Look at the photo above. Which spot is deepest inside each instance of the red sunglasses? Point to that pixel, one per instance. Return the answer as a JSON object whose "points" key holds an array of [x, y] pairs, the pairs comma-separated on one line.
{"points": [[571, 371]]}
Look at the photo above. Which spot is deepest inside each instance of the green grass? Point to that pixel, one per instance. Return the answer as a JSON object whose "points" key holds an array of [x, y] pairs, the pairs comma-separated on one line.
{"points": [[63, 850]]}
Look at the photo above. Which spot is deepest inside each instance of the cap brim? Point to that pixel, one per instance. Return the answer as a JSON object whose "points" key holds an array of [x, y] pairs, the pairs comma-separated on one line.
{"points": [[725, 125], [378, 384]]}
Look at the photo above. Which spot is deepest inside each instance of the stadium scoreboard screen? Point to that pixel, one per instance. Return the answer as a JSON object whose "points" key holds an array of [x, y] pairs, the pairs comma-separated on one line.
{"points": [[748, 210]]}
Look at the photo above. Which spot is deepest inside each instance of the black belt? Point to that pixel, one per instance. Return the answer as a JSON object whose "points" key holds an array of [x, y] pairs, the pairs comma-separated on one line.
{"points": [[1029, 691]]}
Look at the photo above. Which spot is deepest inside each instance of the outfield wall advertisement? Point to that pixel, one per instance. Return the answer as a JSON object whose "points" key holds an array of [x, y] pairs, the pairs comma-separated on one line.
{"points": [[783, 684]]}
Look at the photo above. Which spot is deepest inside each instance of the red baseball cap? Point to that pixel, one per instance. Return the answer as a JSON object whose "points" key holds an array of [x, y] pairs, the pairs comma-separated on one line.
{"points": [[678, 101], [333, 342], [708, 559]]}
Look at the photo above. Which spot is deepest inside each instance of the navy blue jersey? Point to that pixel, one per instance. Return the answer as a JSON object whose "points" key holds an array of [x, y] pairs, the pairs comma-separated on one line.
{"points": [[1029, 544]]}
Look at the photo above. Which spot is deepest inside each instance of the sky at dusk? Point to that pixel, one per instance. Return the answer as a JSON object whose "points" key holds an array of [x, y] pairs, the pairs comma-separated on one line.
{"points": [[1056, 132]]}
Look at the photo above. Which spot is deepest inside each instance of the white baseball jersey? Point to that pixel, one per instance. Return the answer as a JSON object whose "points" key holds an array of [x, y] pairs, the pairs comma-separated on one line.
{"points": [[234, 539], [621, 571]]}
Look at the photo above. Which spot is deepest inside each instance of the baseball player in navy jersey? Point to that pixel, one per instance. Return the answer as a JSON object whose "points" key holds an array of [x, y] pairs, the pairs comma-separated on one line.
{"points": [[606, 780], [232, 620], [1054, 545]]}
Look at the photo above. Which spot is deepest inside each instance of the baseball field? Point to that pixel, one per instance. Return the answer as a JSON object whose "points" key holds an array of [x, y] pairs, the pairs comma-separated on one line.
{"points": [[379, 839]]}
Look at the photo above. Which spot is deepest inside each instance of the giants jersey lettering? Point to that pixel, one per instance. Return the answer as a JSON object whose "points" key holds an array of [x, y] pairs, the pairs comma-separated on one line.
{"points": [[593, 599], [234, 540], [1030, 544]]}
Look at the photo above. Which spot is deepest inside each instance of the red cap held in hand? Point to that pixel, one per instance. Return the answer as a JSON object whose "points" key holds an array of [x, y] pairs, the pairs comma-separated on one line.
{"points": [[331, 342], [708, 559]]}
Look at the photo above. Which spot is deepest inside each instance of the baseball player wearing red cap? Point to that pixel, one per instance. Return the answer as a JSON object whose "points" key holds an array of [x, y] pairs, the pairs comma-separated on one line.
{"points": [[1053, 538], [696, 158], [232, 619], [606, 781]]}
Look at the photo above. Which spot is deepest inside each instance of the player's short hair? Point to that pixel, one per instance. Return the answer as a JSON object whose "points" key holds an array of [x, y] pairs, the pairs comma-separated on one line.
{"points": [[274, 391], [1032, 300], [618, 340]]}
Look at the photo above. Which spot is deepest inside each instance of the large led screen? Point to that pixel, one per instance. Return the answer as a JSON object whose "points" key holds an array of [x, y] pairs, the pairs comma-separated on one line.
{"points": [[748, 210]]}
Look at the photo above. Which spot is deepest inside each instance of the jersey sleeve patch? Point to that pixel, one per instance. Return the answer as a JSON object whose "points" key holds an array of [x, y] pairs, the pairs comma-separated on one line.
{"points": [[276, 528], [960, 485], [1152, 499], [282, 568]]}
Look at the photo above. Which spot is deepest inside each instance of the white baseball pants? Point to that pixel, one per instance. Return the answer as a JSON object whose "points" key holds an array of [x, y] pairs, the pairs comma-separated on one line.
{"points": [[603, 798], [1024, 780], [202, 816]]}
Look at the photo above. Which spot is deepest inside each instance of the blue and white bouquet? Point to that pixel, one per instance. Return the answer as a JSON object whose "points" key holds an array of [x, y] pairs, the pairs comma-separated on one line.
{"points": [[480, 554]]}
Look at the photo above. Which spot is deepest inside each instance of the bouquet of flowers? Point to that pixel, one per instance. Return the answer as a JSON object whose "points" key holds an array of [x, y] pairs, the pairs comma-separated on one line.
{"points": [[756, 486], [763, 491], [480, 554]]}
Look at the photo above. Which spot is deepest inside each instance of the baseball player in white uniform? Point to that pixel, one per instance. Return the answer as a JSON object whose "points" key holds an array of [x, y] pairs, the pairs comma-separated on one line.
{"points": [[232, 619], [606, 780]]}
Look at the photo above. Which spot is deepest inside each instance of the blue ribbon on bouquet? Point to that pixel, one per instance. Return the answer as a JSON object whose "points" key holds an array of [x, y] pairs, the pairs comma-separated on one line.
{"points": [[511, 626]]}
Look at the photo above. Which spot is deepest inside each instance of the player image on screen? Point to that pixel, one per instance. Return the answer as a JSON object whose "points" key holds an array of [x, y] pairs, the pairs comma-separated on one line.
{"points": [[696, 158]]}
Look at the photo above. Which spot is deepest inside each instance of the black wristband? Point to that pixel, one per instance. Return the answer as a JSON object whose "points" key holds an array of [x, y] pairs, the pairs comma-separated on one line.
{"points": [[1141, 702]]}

• • •

# Aim:
Reproduce exactly the line containing "the blue and" and every line after it through the end of the records above, and nothing else.

# Solution to this exercise:
Look at the photo above. Which spot is deepest inside each instance of the blue and white bouquet? Point to that pixel, one per instance. Return the answer as a JSON object whose "points" key holds an array of [x, y] pairs, the pairs comma-separated on one line.
{"points": [[480, 554]]}
Look at the photo above. Which spot is deepest inside each instance of the bouquet of flowers? Point to that pixel, one per instance. Return the answer as a JSON object whose "points" key holds an array of [x, y] pairs, the pairs comma-separated on one line.
{"points": [[756, 486], [763, 491], [480, 554]]}
Look at the photo above. Which spot is deepest inside each instance of the baseball player in white uniform? Point to that pixel, one per instance. Return the answer as a JSON object whose "points" key holds an array of [x, y] pairs, the pairs comma-separated on one line.
{"points": [[232, 619], [606, 780]]}
Look at the photo above. Which spot is deepest inside each instance of the blue ribbon on bouquet? Point to that pixel, one per instance. Return the answer as a JSON object whose "points" key holds an array of [x, y] pairs, the pairs comma-separated on one line.
{"points": [[511, 626]]}
Look at the photo above. Which spot is deepest inside each instance of the player image on screen? Point to that pixel, one per instance. Return the answer as a JSON object whose "points" key holds an array of [x, y] pairs, the pairs comma-separated on one line.
{"points": [[696, 158]]}
Look at the photo above. Which spot is deepest inside each instance of the black wristband? Point to that pixel, one per instance. Return the answer as a JSON object whose "points" key holds an array of [x, y] pairs, the pairs comma-separated on one line.
{"points": [[1141, 702]]}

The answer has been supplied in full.